■ DOCUMENT PASSAGE
=-=-=-=-=
In the new image it should make no difference whether the ordained minister is a man or a woman, a generalist or a specialist minister in education. "Teaching" as such belongs indissolubly with "ministry," special function or no. If we have enough specialists to warrant it, perhaps the image could show two ministers at the round table along with the others. And one might be a woman.

A few props might be inserted into this cartoon image. Of course there should be some curriculum materials on the table. I suggest a couple of hefty Bibles besides. And to show that even very young ages are included in the concern, there might well be some gadget or pictorial device. A newspaper — to show the attempt to connect the gospel with the world — would be appropriate. Perhaps that is sufficient.

In speculating on this image, I suggest that the reader bear in mind that no attempt has been made at a general discussion of Christian education whether in local church or elsewhere. The focus has been on the teaching function inherent in the total work of every ordained minister. I believe that he does far more real teaching than he realizes. I want him to rethink his teaching ministry, and to see it as an essential part of his total ministry.

Whom Shall the Minister Teach?

For the sake of convenience, the locus of the minister’s teaching efforts has so far been assumed to be the local church or some extension thereof. That is, it has been assumed that the co-workers and the students are all, at least in some degree, sharers of the basic point of view and commitment that the minister himself has. Certainly this is the center of the teaching work of most ministers.

But no minister, unless immured within his local church structure, is devoid of teaching opportunities in other settings — if he sees them as such and responds appropriately to them. He makes hospital calls; does he, by however indirect means, properly teach what the ministry is, what the church is, and so on, in his hospital relationships? If he belongs to something like the Rotary Club, he does some kind of teaching there, whether for good or ill. In social action projects, too, there is always teaching as well as action.
=-=-=-=-=
[Extracted data entries]

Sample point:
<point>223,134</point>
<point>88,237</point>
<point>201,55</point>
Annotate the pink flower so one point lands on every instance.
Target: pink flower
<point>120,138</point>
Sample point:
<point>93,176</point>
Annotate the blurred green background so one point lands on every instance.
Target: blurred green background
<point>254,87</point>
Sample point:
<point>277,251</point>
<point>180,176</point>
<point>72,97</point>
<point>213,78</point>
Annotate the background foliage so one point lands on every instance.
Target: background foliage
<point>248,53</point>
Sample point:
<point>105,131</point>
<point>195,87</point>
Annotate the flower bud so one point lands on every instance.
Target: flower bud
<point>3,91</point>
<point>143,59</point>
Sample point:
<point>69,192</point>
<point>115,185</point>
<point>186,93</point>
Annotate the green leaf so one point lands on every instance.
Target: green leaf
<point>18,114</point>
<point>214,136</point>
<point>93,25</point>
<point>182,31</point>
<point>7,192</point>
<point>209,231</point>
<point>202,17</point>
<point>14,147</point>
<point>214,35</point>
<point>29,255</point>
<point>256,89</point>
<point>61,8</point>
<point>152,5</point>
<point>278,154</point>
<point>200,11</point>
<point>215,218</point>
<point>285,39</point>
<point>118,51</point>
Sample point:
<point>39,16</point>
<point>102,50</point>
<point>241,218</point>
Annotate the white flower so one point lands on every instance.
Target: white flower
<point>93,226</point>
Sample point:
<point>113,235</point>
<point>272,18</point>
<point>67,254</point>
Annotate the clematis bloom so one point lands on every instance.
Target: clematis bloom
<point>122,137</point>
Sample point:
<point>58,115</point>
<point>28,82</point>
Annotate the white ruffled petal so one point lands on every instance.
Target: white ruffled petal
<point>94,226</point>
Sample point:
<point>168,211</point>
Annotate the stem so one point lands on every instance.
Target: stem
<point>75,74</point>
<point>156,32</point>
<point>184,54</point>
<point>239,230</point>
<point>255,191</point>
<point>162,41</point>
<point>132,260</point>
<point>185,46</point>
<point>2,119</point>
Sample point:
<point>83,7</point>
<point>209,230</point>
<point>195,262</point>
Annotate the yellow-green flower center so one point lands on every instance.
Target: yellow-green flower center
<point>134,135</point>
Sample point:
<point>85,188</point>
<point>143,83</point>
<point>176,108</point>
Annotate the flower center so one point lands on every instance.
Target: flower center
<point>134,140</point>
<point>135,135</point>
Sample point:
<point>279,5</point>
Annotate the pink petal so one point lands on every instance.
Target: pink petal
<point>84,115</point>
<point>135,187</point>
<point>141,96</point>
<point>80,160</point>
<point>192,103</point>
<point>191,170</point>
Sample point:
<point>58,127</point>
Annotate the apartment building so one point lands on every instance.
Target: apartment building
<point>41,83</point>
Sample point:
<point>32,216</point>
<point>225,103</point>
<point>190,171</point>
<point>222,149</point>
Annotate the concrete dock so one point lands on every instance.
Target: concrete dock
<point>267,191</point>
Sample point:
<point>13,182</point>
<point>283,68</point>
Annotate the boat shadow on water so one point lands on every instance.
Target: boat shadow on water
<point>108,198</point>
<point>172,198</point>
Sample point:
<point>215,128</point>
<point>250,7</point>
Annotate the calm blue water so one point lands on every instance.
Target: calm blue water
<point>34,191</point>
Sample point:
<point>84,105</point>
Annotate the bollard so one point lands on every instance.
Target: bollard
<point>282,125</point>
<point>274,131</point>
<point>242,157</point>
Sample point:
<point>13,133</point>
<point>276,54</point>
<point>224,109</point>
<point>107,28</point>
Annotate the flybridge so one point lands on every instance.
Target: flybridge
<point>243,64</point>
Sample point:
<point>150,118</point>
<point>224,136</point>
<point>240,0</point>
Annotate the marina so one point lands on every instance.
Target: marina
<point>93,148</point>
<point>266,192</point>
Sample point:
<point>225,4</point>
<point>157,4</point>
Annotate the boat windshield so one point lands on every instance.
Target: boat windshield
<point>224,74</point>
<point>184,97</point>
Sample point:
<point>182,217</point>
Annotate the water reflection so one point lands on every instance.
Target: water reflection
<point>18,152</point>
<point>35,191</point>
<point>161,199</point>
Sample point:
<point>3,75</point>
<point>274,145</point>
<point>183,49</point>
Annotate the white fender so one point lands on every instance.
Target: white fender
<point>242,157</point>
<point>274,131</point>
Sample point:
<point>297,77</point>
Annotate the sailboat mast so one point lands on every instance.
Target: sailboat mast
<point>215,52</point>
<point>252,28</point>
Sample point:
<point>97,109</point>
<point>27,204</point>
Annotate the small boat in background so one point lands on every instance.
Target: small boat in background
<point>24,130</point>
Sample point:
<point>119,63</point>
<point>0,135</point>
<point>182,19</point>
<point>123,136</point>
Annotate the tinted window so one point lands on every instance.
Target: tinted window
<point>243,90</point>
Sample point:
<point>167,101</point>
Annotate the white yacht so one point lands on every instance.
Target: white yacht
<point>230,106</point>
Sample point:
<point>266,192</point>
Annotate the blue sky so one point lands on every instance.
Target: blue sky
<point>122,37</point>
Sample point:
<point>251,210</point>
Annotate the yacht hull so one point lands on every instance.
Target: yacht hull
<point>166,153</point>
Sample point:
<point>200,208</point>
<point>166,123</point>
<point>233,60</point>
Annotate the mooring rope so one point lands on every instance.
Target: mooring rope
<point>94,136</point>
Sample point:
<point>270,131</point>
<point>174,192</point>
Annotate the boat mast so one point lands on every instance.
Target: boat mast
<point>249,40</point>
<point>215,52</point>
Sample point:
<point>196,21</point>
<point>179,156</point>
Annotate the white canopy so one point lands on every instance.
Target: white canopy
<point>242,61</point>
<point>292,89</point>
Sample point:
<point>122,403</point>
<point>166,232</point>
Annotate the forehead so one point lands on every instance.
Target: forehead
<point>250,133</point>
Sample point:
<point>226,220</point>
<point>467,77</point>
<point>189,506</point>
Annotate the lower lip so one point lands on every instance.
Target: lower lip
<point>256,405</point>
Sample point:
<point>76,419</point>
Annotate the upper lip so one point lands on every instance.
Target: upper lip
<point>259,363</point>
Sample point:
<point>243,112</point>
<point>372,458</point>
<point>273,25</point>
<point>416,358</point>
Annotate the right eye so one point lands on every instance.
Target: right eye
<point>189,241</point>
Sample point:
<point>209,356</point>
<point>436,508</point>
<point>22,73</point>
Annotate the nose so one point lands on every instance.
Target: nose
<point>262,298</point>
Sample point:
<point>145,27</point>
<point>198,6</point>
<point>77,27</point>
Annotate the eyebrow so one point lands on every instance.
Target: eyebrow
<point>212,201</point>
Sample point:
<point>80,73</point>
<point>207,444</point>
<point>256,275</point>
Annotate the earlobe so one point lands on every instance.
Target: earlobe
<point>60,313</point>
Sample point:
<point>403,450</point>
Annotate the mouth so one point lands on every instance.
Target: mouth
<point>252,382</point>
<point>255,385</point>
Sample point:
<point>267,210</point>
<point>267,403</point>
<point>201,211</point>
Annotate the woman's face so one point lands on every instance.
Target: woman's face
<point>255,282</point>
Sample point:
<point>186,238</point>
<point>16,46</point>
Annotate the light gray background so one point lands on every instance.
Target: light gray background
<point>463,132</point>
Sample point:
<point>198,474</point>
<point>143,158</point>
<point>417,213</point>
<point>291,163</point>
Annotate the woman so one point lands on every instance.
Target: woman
=-=-=-=-=
■ TASK TO CARRY OUT
Resume the passage on the minister's teaching ministry, picking up right after its last sentence about social action projects.

■ EXPECTED ANSWER
Unless such situations are invitations to make a formal speech, however, I suggest that ministers today seldom think of the teaching potentialities they afford. One of the factors in my own experience that has made me increasingly regard this as basic to the teaching function of ministry has been my service as theological consultant to mental hospitals, especially the Menninger Foundation.

In hospital parlance a "consultant" is a responsible professional person who appraises the whole situation (be it a case or an idea), engages in responsible mutual discussion about it with the persons regularly in charge, and tries to aid them to improve their ways of understanding the situation and approaching it. The consultant does not "stay." He does not assume the ongoing responsibility.

In my early work as consultant I of course had opportunity to give speeches, to lead special discussion sessions around particular topics, and the like. But I found much that was most significant when I sat in, for instance, in a team case discussion that would have been held anyhow. If I had anything to contribute in shedding light on the situation before us, I could do so. But nobody had to attend a special meeting.

This kind of situation is, I think, something that nearly every minister finds himself in quite often; for the subject matter may be varied, and yet the principle remains. It may be argued that my special status as a consultant facilitates my own way of teaching in such ongoing situations, and that is true. But that only helps things to get started. Something else is needed to make it work.

Conclusion

In summary, my argument is that the minister is, in some sense, a teacher of everybody. To hold this position of course requires that teaching involve the supervision of education, and not be confined to classroom or pulpit-and-pew encounters. Teaching includes the instruction of instructors.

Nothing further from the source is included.